**Given request**
Reproduce word for word the stretch of the Parallel Data Warehouse text below from "2. Validate and" through "distributions before executing the query.".

Query processing in Parallel Data Warehouse is more complex than in an SMP data warehouse because processing must manage high availability, parallelization, and data movement between nodes. In general, Parallel Data Warehouse's control node follows these steps to process a query (shown in Figure 6-5).

  1. Parse the SQL statement.
  2. Validate and authorize the objects.
  3. Build a distributed execution plan.
  4. Run the execution plan.
  5. Aggregate query results.
  6. Send results to the client application.


FIGURE 6-5 Query processing steps

A query with a simple join on columns of replicated tables or distribution columns of distributed tables does not require the transfer of data between compute nodes before executing the query. By contrast, a more complex join that includes a nondistribution column of a distributed table does require Parallel Data Warehouse to copy data among the distributions before executing the query.

Data Load Processing

The design of data load processing in Parallel Data Warehouse takes full advantage of the parallel architecture to move data to the compute nodes. You have several options for loading data into your data warehouse. You can use your ETL process to copy files to the Parallel

Data Warehouse's Landing Zone. You then invoke a command-line tool, DWLoader, and specify options to load the data into the appliance. Or you can use Integration Services to move data to the Landing Zone and call the loading functionality directly. To load small amounts of data, you can connect to the control node and use the SQL INSERT statement. Queries can run concurrently with load processing, so your data warehouse is always available during ETL processing. DWLoader loads table rows in bulk into an existing table in the appliance. You have several options for loading rows into a table. You can add all rows to the end of the table by using append mode. Another option is to append new rows and update existing rows by using upsert mode. A third option is to delete all existing rows first and then to insert all rows into an empty table by using reload mode.

**Extracted information**
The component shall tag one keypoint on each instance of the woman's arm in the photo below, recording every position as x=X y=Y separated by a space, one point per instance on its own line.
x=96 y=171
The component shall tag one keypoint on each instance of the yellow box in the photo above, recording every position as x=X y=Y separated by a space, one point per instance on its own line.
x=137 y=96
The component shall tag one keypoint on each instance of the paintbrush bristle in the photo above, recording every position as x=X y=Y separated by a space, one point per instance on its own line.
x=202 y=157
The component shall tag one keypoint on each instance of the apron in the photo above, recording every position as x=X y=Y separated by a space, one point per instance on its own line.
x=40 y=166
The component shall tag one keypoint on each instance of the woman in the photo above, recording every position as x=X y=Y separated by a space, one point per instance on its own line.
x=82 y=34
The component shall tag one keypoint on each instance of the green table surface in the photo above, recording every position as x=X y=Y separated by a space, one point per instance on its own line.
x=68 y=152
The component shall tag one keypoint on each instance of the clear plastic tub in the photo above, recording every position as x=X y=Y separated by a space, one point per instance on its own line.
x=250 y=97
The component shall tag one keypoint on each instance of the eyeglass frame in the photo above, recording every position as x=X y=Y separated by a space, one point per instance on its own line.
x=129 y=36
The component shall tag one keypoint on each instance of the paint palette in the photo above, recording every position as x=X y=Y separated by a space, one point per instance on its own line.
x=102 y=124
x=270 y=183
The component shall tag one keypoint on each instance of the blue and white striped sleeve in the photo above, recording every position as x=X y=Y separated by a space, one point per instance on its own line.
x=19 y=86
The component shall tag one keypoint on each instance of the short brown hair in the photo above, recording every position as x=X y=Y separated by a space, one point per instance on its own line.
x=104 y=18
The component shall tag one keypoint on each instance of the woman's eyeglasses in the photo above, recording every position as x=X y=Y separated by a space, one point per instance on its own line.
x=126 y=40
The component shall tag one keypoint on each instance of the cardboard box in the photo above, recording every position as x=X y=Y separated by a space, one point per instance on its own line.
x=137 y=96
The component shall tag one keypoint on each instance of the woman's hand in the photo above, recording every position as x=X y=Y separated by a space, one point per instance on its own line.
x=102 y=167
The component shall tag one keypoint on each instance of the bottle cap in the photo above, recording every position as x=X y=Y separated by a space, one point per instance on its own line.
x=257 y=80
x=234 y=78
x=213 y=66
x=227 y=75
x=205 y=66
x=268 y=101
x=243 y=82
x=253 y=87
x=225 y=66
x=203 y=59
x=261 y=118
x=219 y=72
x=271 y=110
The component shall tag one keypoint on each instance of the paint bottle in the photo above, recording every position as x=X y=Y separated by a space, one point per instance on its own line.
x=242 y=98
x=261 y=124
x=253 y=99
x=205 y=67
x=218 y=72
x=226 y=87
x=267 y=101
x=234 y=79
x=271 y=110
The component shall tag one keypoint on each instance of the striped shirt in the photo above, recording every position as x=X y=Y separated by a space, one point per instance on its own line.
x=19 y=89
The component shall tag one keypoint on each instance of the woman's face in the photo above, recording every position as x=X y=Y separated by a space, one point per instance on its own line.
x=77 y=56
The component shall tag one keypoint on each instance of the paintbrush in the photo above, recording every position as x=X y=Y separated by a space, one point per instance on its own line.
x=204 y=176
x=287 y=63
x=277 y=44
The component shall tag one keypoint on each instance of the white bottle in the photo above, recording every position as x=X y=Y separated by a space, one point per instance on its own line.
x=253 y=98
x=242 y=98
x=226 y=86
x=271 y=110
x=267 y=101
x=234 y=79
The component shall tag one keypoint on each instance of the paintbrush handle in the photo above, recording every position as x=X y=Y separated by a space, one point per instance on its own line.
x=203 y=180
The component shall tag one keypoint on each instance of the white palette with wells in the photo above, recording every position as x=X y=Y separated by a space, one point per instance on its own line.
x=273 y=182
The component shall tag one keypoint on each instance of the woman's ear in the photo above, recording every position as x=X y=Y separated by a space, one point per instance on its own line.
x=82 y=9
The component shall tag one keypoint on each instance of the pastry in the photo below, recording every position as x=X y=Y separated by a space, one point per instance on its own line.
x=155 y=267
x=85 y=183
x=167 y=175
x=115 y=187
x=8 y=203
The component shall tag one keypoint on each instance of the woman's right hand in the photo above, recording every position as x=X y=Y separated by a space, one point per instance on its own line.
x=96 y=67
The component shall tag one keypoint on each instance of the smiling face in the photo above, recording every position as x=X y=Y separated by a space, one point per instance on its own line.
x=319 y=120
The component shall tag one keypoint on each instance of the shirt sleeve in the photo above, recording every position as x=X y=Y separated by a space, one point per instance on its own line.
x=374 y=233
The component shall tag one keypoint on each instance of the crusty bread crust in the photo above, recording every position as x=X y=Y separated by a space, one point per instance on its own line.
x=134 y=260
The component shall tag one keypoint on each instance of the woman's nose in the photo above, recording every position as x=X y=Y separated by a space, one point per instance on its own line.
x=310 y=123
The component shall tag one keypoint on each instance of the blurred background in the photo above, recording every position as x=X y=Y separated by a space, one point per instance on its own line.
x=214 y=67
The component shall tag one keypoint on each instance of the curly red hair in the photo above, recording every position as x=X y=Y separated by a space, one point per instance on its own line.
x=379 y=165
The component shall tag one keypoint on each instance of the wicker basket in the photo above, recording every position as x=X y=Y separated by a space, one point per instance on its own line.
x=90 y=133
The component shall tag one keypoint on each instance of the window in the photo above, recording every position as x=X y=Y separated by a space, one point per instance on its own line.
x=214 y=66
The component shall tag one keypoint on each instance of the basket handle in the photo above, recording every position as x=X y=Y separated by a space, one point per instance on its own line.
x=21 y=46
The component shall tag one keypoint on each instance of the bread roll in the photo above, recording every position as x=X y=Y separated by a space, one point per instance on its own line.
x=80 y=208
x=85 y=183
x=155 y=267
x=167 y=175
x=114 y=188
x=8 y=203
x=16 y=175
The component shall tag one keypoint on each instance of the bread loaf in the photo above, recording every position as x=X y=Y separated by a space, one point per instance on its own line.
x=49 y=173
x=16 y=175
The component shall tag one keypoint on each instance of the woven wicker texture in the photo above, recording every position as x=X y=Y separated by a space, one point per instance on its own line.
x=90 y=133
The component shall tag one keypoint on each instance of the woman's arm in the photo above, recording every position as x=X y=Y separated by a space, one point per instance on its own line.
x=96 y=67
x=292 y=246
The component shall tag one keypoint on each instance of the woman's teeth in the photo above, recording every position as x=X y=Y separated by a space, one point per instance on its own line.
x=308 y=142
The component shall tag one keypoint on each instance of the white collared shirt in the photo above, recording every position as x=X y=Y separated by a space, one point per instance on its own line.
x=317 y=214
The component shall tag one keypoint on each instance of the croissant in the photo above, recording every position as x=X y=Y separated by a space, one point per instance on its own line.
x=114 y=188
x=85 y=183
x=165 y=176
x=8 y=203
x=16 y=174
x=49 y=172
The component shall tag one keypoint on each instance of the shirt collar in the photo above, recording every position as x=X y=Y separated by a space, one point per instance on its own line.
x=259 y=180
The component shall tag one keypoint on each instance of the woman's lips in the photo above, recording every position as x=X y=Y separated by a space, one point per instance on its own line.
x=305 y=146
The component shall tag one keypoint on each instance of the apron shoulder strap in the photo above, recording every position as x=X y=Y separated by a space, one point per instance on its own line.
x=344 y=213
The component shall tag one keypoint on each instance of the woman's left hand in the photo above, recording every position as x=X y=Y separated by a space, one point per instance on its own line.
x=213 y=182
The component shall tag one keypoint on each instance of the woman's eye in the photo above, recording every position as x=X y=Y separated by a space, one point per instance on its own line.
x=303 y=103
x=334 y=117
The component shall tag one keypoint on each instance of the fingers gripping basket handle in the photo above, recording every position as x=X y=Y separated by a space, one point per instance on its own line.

**Solution to this problem**
2. Validate and authorize the objects.
  3. Build a distributed execution plan.
  4. Run the execution plan.
  5. Aggregate query results.
  6. Send results to the client application.


FIGURE 6-5 Query processing steps

A query with a simple join on columns of replicated tables or distribution columns of distributed tables does not require the transfer of data between compute nodes before executing the query. By contrast, a more complex join that includes a nondistribution column of a distributed table does require Parallel Data Warehouse to copy data among the distributions before executing the query.